(Point annotation dataset listing)
============

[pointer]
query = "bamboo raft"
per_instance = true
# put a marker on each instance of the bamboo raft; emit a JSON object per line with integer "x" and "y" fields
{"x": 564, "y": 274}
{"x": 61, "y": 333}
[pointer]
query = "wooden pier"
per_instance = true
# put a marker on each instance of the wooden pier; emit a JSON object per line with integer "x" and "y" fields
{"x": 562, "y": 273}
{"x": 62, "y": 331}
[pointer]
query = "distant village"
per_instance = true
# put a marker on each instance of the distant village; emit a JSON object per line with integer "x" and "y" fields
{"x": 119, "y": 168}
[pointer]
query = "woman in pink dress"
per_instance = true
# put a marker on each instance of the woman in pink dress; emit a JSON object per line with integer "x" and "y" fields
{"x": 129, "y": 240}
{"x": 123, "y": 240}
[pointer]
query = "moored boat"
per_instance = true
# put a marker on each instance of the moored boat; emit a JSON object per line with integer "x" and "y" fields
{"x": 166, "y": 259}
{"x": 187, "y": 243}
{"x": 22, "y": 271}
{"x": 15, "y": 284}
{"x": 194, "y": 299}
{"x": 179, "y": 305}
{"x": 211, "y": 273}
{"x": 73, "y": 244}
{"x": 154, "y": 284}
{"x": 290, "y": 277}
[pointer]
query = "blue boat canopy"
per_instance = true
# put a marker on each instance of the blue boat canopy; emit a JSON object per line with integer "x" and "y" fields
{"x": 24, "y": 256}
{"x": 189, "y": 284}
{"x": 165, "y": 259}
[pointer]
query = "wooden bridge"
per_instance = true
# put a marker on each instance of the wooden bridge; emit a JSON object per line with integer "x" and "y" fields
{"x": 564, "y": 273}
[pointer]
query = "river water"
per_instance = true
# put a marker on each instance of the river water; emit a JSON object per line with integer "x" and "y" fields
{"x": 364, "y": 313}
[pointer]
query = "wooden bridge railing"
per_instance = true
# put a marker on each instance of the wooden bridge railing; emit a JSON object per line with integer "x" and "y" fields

============

Exercise description:
Identify each line in the listing above that contains the string "blue", matching case exactly, and copy those lines.

Problem solution:
query = "blue boat canopy"
# put a marker on each instance of the blue boat canopy; emit a JSON object per line with integer "x" and "y" fields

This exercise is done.